● **TEXTO EXTRAÍDO**:
__________________________________________________

Não é o maior avanço genético de todos os tempos. O título fica ainda com Crick e Watson, pais da biologia molecular. Craig Venter levaria o título se tivesse criado o primeiro ser vivo artificial, sem um antepassado, portanto, a partir de matéria inanimada. Isso ainda é privilégio da natureza. Continua de pé o repto lançado por Charles Darwin, pai da teoria da evolução, morto em 1882, segundo o qual todo o seu trabalho poderia ser jogado na lata de lixo se lhe apontassem um "único ser vivo que não tivesse um antepassado".

Não é o que foi o primeiro circuito integrado. Jack Philby ganhou o Prêmio Nobel pela invenção do circuito integrado patenteado em 1959, que embutia alguns poucos transistores em uma peça única. Os chips de computadores mais poderosos atualmente podem embutir mais de 1 bilhão de transistores. Ou seja, a caminhada evolutiva dos chips consistiu até aqui em aumento astronômico da capacidade e miniaturização de peças que, individualmente, como um apagador de luz, têm apenas duas oposições: ligada ou desligada. É o sistema binário. A experiência da semana passada foi feita com micróbios cujo genoma tem
1 milhão de pares de "letras químicas", que lhe servem de base. Reproduzir a experiência com organismos mais complexos significaria deparar com dificuldades quase intransponíveis. O genoma humano, para efeito de comparação, tem 3,2 bilhões de pares de letras químicas Ele embute uma complicação muito mais extraordinária, que é a quase infinita maneira de funcionar de suas peças. A natureza não é binária.

Com tudo que a experiência de Craig Venter não é, ela ainda se configura como uma das mais extraordinárias da ciência moderna. Ele e sua equipe se dedicaram nos últimos quinze anos, ao custo de 40 milhões de dólares, ao desenho, à síntese e à implantação de um genoma funcional. O desafio de criar artificialmente uma forma de vida é tão monumental que o passo dado pelos americanos equivaleria, na corrida espacial que colocou o homem na Lua, a lançar o primeiro balão meteorológico. É pouco? É. Mas é o mais perto que a humanidade chegou da meta ousada de criar a vida.

Descontado o entusiasmo excessivo em torno de seu alcance e relevância, a pesquisa comandada por Craig Venter trouxe avanços reais à biologia molecular. Pela primeira vez se conseguiu criar quimicamente um genoma inteiro. Desde os anos 80 já se conseguia fazer essa síntese química em laboratório, mas apenas com pequenos trechos de genomas. Segundo o cientista, em breve sua experiência terá uso prático nas áreas farmacêutica e de energia, multiplicando a eficiência dos atuais processos de engenharia genética. Venter já está trabalhando com o laboratório Novartis na construção de um banco de cepas de todos os tipos de gripe conhecidos. Assim, quando surgir um novo, como a gripe A, os pesquisadores poderão usar trechos sintéticos de seu genoma para criar rapidamente uma vacina específica. O cientista também desenvolve com a Exxon um projeto para criar algas que convertam o dióxido de carbono em biocombustível numa escala eficaz do ponto de vista econômico.

__________________________________________________

● **MATERIAL FORNECIDO**:
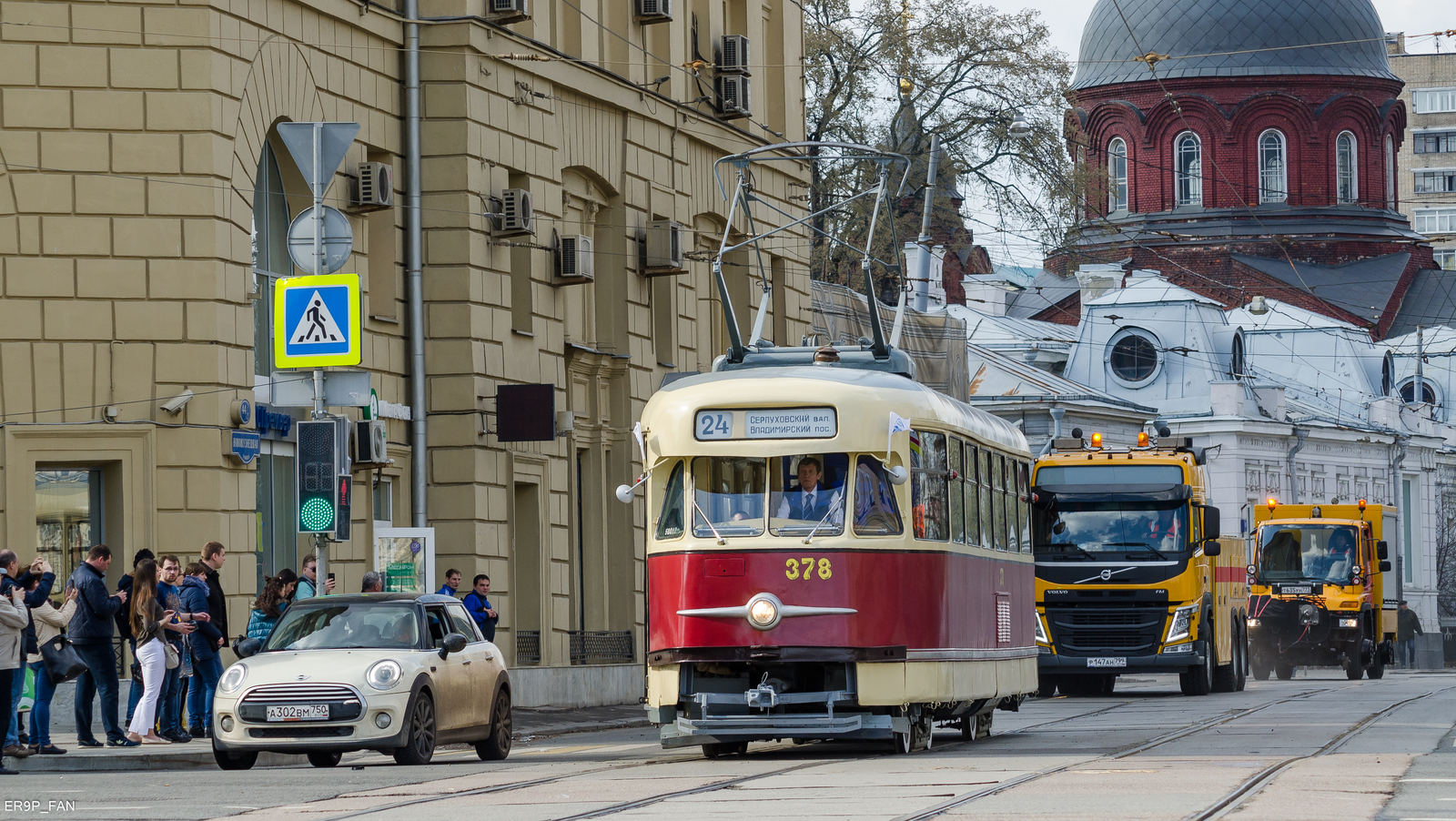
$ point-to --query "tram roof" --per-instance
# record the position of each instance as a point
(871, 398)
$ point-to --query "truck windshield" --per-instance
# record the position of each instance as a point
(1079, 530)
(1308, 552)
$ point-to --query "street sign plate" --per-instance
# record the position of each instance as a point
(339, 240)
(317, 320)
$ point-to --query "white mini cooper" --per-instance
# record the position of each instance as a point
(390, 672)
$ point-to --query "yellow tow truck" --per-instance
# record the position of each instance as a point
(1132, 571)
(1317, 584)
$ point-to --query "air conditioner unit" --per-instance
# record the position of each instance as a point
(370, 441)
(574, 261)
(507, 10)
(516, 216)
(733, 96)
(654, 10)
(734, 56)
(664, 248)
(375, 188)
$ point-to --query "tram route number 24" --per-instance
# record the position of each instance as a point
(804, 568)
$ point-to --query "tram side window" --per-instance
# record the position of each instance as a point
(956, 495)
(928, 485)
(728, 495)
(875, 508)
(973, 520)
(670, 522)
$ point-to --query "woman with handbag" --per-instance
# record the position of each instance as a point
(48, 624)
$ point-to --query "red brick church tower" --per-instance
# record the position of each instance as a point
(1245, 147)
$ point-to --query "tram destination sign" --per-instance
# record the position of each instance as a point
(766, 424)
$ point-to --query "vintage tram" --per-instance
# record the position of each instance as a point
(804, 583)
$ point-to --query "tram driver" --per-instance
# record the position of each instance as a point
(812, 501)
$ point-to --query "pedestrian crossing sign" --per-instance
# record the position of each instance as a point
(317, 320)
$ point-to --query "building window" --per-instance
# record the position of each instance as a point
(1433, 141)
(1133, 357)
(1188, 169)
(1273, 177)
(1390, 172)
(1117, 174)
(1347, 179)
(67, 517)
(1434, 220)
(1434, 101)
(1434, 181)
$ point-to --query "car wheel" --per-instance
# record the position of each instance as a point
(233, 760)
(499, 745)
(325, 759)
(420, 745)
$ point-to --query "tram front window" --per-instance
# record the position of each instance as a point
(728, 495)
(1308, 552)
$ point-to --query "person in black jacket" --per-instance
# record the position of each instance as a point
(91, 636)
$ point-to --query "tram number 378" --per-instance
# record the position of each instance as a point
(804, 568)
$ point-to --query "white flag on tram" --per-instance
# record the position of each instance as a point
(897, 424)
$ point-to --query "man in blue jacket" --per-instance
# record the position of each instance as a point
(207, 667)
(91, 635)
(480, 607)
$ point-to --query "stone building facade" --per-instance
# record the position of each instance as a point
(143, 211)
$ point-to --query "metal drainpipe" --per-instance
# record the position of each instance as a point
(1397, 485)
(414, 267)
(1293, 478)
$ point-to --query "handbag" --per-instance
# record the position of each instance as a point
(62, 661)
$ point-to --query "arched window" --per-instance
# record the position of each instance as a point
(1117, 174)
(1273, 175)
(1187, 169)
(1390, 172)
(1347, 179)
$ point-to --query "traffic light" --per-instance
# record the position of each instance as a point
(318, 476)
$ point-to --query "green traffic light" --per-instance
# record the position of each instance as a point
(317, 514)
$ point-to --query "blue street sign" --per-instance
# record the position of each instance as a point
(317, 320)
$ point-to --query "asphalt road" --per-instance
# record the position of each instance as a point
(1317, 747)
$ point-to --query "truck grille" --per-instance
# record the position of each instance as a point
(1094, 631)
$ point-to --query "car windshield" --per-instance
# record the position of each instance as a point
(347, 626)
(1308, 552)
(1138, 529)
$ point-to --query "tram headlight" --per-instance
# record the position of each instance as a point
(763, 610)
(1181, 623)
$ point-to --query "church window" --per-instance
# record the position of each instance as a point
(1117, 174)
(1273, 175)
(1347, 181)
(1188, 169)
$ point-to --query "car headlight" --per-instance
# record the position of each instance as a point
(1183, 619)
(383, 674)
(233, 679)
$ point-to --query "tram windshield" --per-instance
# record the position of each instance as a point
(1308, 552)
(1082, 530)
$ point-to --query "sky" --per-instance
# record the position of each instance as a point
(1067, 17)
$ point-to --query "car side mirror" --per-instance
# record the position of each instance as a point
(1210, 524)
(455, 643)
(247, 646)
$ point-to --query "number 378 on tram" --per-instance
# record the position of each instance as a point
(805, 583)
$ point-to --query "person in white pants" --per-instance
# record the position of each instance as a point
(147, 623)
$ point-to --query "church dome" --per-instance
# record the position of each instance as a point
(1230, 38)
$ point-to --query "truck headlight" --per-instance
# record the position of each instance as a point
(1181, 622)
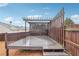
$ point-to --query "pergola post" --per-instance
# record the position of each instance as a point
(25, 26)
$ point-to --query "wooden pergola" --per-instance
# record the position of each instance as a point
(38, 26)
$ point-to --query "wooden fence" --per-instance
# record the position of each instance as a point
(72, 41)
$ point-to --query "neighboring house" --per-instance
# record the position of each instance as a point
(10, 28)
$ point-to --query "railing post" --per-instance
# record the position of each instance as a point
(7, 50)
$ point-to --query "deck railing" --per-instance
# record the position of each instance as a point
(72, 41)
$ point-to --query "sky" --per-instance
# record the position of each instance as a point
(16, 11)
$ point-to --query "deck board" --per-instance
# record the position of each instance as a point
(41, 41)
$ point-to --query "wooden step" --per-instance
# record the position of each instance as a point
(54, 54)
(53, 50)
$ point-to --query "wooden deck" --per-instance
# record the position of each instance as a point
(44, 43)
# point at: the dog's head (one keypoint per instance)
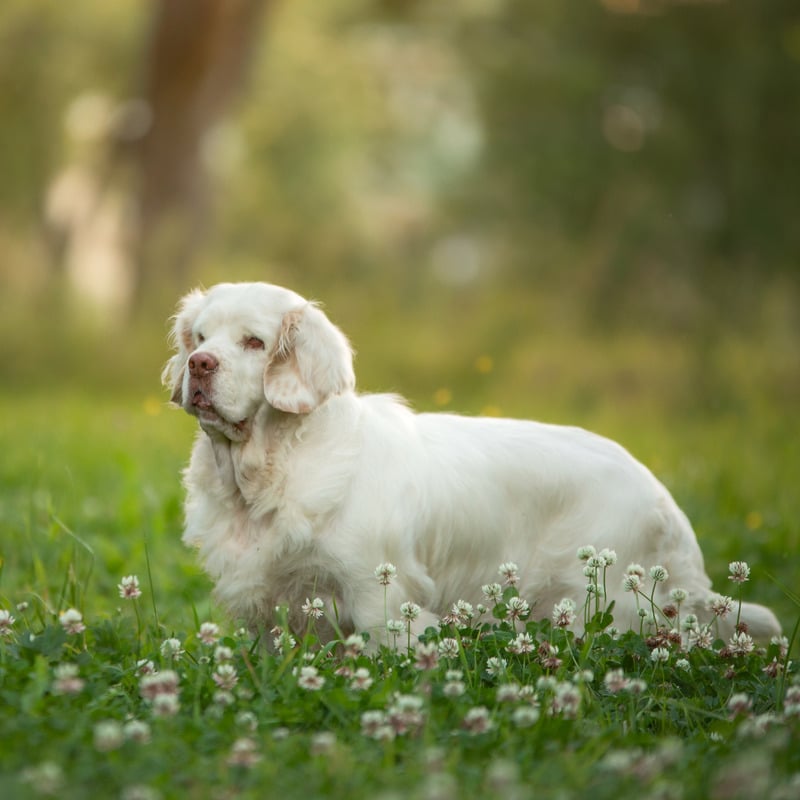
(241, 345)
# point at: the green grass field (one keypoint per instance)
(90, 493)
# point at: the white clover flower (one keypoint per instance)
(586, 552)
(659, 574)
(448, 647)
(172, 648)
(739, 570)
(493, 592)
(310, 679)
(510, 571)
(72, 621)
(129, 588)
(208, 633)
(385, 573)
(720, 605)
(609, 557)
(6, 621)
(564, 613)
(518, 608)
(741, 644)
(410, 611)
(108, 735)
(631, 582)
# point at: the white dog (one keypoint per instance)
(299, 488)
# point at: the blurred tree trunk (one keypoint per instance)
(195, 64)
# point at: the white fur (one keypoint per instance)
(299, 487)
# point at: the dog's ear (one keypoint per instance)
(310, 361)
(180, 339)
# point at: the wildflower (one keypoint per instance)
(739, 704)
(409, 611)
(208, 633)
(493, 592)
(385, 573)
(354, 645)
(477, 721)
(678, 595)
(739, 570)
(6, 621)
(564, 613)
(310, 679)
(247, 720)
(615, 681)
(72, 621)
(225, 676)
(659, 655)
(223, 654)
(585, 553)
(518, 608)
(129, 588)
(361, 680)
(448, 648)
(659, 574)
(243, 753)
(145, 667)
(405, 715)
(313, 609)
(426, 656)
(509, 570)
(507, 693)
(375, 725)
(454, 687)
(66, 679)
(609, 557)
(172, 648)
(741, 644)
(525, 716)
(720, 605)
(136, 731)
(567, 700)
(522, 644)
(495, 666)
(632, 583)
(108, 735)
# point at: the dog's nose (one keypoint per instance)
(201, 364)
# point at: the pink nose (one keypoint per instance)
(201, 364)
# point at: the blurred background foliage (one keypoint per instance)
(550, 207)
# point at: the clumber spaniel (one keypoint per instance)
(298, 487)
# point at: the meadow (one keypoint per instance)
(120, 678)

__________________________________________________

● **TAREFAS A RESOLVER**:
A. Transcreva, do texto sobre o genoma sintético de Craig Venter, o trecho que vai de "Com tudo que" até "criar a vida.".
B. Para cada afirmação a seguir, diga sim ou não conforme ela bata ou não com o texto sobre o genoma sintético de Craig Venter, e cite ao pé da letra as palavras do texto que decidem. (i) Venter e sua equipe passaram quinze anos no trabalho. (ii) Venter criou o primeiro ser vivo artificial a partir de matéria inanimada. (iii) O projeto com a Exxon busca criar algas que transformem dióxido de carbono em biocombustível.

● **RESPOSTAS EM ORDEM**:
A.
Com tudo que a experiência de Craig Venter não é, ela ainda se configura como uma das mais extraordinárias da ciência moderna. Ele e sua equipe se dedicaram nos últimos quinze anos, ao custo de 40 milhões de dólares, ao desenho, à síntese e à implantação de um genoma funcional. O desafio de criar artificialmente uma forma de vida é tão monumental que o passo dado pelos americanos equivaleria, na corrida espacial que colocou o homem na Lua, a lançar o primeiro balão meteorológico. É pouco? É. Mas é o mais perto que a humanidade chegou da meta ousada de criar a vida.

B.
(i) Sim: "Ele e sua equipe se dedicaram nos últimos quinze anos"
(ii) Não: "Craig Venter levaria o título se tivesse criado o primeiro ser vivo artificial, sem um antepassado, portanto, a partir de matéria inanimada. Isso ainda é privilégio da natureza."
(iii) Sim: "um projeto para criar algas que convertam o dióxido de carbono em biocombustível"